DOCUMENT
⁂

Je pense que son bateau doit aussi être un peu plus à l’aise dans ces conditions plus médium et une mer moins formée. S’il arrive à recoller à Thomas avant l’équateur, il peut matcher avec lui pour la quatrième place. A suivre également la trajectoire de Justine (Mettraux) qui, à l’arrière de ce groupe, est en train de faire le tour du centre dépressionnaire dans lequel se trouvent Nico Lunven, Jérémie Beyou, Boris Herrmann et Sam Goodchild. Ce qui est sûr, c’est qu’ils ne sont pas encore tirés d’affaire avant de toucher les alizés car ils vont retrouver de la molle derrière la dépression qui les occupe actuellement.

Je ne connais pas cette partie du parcours, mais elle semble vraiment difficile, avec des vents très instables qui doivent frotter contre le continent sud-américain et des modèles qui ont dû mal à être très précis. Ça donne des dépressions assez violentes, des nuages dévastateurs, je me rappelle que Tom Laperche, quand il avait couru The Ocean Race, m’avait raconté avoir vécu ça, avec le bateau couché sur l’eau dans un grain violent, voiles bordées, obligé d’attendre et sans pouvoir le redresser car c’était trop risqué de les déchirer. 11th Hour Racing Team était aussi arrivé à Itajai avec la grand-voile complètement détruite. Et tout ça était en équipage, on imagine comment ça doit être compliqué à gérer en solitaire.

⁂

DONNÉES EXTRAITES
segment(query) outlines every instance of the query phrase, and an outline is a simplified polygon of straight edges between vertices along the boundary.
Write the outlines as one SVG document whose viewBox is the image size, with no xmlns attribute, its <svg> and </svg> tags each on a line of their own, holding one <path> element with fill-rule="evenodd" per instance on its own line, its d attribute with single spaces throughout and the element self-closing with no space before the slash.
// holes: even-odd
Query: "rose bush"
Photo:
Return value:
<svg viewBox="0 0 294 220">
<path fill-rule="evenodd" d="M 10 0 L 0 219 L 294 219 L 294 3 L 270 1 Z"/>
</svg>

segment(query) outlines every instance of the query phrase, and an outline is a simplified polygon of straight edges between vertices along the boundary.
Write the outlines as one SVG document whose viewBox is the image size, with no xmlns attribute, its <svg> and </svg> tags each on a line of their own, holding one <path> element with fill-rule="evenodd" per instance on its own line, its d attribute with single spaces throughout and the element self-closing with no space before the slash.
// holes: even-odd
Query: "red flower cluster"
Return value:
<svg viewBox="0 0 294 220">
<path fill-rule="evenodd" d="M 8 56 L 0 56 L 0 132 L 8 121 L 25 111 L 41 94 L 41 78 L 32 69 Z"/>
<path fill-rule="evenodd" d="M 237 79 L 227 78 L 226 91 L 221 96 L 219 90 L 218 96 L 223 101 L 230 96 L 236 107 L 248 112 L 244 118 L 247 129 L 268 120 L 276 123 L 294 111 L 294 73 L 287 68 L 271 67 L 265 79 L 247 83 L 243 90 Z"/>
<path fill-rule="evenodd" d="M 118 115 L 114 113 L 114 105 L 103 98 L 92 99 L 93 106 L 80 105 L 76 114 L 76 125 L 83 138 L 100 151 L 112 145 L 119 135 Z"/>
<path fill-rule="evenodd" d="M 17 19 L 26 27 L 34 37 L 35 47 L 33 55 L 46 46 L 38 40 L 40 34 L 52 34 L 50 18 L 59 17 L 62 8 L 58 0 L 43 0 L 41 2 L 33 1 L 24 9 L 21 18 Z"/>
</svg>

⁂

CONSIGNES DE L'EXERCICE
a – Dans le texte sur la course au large, recopiez tout ce qui va de « Je ne connais » jusqu'à « gérer en solitaire. » en remplaçant « Itajai » par « Lorient ».
b – Traduisez en anglais cette phrase du texte sur la course au large : « 11th Hour Racing Team était aussi arrivé à Itajai avec la grand-voile complètement détruite. »

LES RÉPONSES
a –
Je ne connais pas cette partie du parcours, mais elle semble vraiment difficile, avec des vents très instables qui doivent frotter contre le continent sud-américain et des modèles qui ont dû mal à être très précis. Ça donne des dépressions assez violentes, des nuages dévastateurs, je me rappelle que Tom Laperche, quand il avait couru The Ocean Race, m’avait raconté avoir vécu ça, avec le bateau couché sur l’eau dans un grain violent, voiles bordées, obligé d’attendre et sans pouvoir le redresser car c’était trop risqué de les déchirer. 11th Hour Racing Team était aussi arrivé à Lorient avec la grand-voile complètement détruite. Et tout ça était en équipage, on imagine comment ça doit être compliqué à gérer en solitaire.

b – 11th Hour Racing Team had also arrived in Itajai with its mainsail completely destroyed.